» **EXERCISE**:
Which lines of the records contain the word "forest"? Return every one of them in full.

» **GIVEN RECORDS**:
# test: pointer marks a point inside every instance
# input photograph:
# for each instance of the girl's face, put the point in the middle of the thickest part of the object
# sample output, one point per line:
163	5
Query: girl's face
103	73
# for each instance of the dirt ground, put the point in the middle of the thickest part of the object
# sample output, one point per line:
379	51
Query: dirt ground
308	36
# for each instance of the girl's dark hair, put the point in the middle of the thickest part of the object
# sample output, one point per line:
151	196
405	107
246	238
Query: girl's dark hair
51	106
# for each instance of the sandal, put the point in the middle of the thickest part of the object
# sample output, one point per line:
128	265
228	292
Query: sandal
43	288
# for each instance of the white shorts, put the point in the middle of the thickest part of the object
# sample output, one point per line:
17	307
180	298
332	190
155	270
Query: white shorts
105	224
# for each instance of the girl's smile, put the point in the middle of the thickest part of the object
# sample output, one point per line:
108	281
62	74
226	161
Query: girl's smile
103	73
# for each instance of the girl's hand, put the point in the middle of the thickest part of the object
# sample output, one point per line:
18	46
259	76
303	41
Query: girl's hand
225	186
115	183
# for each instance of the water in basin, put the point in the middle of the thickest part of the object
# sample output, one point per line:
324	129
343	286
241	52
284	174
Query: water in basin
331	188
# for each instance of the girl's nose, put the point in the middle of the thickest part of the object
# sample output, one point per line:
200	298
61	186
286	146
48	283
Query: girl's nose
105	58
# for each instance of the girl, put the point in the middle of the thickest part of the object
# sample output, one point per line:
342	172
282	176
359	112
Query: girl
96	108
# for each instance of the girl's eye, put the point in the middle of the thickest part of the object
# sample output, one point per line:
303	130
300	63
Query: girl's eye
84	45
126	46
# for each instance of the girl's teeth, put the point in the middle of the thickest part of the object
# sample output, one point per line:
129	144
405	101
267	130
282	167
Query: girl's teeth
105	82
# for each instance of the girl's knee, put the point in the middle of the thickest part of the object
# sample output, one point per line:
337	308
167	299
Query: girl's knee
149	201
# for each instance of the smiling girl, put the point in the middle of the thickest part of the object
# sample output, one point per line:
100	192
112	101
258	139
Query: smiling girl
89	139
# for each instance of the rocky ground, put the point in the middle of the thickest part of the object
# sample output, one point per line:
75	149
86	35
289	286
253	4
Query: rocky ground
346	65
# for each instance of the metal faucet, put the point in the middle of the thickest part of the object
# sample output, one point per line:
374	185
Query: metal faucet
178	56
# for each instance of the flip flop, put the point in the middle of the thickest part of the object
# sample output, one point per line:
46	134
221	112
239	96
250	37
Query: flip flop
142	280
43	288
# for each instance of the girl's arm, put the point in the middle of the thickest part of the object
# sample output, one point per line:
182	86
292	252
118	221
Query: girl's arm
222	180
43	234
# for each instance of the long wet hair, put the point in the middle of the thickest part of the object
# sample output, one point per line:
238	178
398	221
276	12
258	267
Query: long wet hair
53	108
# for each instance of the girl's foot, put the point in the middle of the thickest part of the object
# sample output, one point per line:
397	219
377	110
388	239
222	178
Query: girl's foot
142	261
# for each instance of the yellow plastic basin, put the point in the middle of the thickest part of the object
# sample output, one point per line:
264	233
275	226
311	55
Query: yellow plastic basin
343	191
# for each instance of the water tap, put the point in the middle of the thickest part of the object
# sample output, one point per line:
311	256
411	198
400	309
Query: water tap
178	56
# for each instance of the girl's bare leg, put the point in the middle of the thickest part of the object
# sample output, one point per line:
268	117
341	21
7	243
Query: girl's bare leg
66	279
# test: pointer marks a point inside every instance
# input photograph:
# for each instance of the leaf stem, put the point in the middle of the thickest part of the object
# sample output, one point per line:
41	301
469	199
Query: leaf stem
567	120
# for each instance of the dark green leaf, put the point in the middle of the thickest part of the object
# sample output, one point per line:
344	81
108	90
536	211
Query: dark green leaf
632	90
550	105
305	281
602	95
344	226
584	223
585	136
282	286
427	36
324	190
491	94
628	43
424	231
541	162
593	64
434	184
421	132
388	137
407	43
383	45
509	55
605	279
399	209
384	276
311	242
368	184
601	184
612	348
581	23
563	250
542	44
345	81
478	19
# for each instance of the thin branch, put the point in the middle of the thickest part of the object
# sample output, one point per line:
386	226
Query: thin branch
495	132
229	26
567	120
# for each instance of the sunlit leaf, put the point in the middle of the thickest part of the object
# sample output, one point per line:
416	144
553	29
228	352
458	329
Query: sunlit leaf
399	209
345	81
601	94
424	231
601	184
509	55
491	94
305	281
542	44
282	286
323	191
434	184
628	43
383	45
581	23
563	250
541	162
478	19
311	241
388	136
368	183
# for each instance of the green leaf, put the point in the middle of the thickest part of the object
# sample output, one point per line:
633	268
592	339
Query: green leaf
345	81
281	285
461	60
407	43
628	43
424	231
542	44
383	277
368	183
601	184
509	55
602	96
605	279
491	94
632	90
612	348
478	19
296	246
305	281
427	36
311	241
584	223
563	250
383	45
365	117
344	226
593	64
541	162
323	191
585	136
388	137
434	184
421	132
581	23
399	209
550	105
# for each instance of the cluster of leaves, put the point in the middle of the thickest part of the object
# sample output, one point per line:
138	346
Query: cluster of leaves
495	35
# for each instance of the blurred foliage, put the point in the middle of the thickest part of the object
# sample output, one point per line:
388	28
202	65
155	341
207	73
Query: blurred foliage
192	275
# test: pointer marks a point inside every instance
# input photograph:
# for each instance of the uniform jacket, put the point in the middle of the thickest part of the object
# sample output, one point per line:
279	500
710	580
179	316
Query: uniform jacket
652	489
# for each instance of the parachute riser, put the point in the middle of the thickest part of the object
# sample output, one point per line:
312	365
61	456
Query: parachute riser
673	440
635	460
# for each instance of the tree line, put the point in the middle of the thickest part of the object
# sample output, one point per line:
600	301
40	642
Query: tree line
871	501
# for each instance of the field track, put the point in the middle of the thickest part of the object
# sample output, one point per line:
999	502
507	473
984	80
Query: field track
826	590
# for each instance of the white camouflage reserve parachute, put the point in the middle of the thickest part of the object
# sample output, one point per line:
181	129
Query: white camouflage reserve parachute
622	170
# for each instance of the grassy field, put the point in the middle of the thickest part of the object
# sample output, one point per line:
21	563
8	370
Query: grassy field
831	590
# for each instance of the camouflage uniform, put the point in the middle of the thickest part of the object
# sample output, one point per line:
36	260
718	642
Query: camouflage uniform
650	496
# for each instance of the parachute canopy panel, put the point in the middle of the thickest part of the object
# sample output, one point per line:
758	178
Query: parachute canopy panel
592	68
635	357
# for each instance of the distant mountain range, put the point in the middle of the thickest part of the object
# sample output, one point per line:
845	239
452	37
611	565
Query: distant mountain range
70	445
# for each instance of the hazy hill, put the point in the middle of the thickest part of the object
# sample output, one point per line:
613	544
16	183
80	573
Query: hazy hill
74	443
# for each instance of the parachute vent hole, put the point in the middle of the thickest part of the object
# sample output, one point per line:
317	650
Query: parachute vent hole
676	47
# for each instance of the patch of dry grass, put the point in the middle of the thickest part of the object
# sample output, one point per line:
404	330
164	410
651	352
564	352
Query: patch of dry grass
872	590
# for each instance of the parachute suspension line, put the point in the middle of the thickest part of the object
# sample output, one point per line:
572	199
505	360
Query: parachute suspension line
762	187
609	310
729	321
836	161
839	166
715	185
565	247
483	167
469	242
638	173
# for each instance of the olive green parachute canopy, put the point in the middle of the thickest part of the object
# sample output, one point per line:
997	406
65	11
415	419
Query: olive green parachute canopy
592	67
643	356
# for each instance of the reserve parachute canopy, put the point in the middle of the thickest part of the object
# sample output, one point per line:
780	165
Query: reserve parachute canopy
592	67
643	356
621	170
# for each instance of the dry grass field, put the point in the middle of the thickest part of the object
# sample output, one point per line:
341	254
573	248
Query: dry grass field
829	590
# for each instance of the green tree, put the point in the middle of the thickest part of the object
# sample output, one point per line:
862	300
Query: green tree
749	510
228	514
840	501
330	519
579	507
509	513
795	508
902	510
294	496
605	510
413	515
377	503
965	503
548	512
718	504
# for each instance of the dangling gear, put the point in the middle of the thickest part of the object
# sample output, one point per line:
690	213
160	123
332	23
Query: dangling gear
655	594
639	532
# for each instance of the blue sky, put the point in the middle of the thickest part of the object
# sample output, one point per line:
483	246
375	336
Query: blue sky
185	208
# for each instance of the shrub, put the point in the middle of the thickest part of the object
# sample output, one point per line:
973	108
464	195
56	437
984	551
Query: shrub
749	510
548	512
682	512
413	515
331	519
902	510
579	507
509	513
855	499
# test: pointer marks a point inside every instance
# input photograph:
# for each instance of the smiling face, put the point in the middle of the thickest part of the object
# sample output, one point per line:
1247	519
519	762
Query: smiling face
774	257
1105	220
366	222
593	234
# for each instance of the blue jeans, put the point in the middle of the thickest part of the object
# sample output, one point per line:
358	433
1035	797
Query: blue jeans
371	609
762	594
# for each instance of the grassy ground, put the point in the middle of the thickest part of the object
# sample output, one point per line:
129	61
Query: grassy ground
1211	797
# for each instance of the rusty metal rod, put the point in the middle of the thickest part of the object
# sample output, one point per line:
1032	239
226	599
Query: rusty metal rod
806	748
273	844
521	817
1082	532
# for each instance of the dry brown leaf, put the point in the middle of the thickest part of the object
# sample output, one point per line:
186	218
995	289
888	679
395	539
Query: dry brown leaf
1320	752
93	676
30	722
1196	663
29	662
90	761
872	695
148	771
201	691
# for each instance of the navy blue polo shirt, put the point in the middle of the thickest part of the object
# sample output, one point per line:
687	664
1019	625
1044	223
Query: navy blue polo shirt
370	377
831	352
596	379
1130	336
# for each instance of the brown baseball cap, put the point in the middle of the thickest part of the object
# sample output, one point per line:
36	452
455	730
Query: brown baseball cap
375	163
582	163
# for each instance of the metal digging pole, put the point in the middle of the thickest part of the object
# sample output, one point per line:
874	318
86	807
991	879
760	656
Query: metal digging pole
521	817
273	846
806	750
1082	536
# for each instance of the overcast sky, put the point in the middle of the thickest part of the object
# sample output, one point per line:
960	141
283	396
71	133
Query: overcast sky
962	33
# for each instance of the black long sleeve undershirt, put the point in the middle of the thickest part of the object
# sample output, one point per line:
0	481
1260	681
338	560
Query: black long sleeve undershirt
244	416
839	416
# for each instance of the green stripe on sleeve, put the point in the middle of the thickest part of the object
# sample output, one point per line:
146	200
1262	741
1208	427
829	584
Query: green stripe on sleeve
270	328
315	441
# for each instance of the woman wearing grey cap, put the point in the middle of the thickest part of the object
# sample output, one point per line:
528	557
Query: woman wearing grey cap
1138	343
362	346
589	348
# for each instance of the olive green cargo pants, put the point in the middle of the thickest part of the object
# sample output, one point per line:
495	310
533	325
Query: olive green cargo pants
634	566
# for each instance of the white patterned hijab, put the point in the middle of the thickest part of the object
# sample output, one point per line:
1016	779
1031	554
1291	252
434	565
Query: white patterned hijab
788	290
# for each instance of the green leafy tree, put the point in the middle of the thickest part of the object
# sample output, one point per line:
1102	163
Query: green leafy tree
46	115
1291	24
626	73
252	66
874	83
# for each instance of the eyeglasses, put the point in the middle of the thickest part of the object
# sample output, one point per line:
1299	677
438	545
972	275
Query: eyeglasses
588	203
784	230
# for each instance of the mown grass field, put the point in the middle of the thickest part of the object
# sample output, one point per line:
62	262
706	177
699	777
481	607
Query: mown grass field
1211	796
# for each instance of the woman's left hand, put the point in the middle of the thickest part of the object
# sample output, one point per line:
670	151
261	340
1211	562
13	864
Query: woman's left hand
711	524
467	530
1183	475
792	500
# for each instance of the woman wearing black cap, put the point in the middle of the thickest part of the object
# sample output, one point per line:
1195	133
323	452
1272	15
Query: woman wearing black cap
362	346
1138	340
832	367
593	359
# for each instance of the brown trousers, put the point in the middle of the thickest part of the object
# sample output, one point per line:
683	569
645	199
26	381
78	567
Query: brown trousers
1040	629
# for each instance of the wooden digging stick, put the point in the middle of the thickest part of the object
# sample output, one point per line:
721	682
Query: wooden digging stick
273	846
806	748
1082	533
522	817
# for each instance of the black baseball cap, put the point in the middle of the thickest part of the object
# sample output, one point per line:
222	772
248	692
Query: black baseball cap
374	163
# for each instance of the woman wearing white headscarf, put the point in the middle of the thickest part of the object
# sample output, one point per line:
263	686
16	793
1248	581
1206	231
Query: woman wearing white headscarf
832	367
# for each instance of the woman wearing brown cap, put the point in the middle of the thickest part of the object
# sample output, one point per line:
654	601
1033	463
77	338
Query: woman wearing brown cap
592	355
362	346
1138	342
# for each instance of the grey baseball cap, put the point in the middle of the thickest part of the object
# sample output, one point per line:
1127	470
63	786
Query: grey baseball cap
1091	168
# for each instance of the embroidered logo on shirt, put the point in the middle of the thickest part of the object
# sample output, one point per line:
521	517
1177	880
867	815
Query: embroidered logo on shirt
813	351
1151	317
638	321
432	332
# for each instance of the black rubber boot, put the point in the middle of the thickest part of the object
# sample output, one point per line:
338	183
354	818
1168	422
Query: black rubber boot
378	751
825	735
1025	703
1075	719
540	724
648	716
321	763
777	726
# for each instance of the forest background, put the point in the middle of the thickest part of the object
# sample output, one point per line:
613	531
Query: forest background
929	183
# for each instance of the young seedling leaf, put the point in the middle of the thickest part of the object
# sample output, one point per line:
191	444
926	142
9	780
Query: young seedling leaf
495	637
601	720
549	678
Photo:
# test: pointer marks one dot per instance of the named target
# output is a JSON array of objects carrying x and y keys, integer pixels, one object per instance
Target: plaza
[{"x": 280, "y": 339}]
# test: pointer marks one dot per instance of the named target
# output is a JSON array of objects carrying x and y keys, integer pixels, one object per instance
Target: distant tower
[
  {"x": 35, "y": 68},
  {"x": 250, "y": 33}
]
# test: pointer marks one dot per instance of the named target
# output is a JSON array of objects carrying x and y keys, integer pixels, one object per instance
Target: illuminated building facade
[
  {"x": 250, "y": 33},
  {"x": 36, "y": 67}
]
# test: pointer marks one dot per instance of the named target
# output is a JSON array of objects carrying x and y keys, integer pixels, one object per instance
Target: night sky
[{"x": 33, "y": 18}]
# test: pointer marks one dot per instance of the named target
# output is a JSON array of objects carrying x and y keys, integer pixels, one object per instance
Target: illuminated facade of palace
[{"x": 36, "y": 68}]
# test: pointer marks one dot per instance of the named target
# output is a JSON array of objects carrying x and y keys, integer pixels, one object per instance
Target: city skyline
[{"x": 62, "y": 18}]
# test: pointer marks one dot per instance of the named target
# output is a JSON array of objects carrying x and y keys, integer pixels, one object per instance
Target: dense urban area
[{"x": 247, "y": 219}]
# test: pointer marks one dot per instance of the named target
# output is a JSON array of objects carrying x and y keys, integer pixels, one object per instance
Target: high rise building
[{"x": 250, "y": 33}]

» **COMPLETE RESPONSE**:
# for each instance of the forest background, put the point in the middle of the thickest part of the object
Query: forest background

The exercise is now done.